#### What is needed
Every line below from the one containing "If you could place a marker on the boy" to the final line must be reproduced exactly, and no other line may appear in the answer.

Entries taken from a collection
_ _ _ _ _

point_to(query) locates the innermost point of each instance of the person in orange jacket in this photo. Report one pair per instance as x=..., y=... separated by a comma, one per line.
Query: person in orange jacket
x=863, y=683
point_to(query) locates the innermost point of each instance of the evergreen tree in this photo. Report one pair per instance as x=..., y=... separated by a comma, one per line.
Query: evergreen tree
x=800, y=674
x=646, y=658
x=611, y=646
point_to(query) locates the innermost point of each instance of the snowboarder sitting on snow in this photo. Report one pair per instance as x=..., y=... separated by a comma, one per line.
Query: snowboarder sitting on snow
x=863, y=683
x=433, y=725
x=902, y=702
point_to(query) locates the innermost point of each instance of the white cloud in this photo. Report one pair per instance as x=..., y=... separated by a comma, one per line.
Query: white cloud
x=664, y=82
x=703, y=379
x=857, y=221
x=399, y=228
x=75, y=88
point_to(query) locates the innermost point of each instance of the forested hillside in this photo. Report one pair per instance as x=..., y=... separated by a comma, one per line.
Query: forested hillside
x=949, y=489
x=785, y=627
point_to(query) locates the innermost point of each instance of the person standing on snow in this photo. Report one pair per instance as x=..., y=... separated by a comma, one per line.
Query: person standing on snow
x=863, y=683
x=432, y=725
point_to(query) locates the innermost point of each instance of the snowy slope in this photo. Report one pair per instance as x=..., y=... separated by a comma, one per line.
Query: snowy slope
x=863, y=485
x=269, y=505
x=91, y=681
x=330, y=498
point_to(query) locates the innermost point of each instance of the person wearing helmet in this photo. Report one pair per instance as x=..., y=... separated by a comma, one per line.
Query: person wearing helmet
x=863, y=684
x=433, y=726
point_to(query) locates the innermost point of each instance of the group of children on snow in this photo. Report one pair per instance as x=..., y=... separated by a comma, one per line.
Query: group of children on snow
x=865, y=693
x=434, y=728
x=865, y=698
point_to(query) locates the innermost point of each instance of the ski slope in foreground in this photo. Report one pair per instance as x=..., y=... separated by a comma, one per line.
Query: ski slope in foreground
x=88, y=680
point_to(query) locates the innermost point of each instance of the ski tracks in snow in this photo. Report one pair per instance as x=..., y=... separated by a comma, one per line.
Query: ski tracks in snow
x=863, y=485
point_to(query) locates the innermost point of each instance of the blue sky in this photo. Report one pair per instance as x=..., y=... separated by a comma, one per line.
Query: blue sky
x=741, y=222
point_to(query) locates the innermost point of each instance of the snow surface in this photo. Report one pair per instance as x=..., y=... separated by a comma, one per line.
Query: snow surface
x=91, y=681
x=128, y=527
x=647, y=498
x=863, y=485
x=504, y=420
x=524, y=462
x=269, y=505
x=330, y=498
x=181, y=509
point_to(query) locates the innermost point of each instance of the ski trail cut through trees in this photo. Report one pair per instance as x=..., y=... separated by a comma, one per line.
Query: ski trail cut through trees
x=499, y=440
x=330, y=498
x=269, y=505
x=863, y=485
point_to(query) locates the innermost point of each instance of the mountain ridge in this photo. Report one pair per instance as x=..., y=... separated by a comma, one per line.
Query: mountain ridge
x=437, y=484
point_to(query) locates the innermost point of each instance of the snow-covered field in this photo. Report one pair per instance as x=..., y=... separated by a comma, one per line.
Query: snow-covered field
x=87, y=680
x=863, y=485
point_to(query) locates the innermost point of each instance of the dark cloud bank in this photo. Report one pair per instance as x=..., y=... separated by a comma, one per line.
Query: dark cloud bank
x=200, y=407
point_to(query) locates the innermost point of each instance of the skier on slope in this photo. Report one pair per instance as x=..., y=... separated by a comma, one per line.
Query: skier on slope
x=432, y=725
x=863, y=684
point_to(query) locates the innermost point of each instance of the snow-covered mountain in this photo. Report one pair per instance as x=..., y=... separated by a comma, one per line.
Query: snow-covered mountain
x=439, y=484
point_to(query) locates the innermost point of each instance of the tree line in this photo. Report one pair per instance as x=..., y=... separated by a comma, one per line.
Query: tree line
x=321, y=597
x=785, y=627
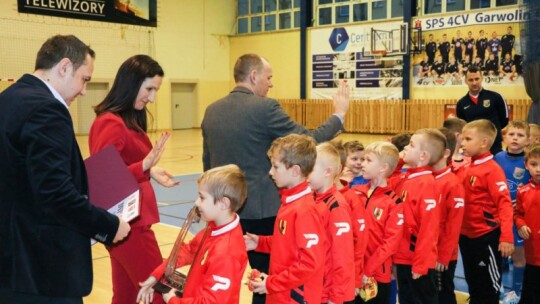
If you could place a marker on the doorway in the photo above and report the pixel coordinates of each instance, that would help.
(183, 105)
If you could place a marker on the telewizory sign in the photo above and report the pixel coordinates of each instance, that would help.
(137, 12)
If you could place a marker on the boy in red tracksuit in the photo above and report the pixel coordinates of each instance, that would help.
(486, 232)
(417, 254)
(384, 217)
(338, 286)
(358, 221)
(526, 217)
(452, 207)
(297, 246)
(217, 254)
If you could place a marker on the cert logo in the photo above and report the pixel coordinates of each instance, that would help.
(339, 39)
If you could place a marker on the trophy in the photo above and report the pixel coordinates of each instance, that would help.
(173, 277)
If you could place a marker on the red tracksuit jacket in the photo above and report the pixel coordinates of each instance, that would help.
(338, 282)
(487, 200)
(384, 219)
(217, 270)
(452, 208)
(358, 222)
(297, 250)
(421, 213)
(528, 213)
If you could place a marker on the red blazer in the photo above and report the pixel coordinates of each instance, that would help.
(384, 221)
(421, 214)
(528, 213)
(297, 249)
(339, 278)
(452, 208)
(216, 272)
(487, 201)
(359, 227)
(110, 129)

_ _ _ _ _

#### Answer to this problem
If you could place a marker on the boy in red tracksuit in the photo above and report the pixel coordinates of each instance, that would help.
(486, 232)
(417, 254)
(384, 217)
(338, 286)
(358, 221)
(526, 217)
(452, 207)
(297, 246)
(217, 254)
If you could place a marker on the cert logo in the photo above and report the pixel coordinates of each instance, that would help.
(339, 39)
If you could place a marker on the trophy in the photo above and report the pixel coordinates of each instance, that would help.
(173, 277)
If you could place a marker on the red tracksuit jacket in the photo above and report the pixel coordinates of each instance, that would help.
(338, 282)
(487, 200)
(384, 219)
(217, 270)
(452, 208)
(358, 222)
(297, 250)
(421, 213)
(528, 213)
If you could place a marker on the red blazer in the photo above and report the pixel coordinates of each instance, that would help.
(384, 221)
(421, 214)
(528, 213)
(297, 249)
(339, 278)
(452, 208)
(216, 272)
(487, 201)
(359, 227)
(110, 129)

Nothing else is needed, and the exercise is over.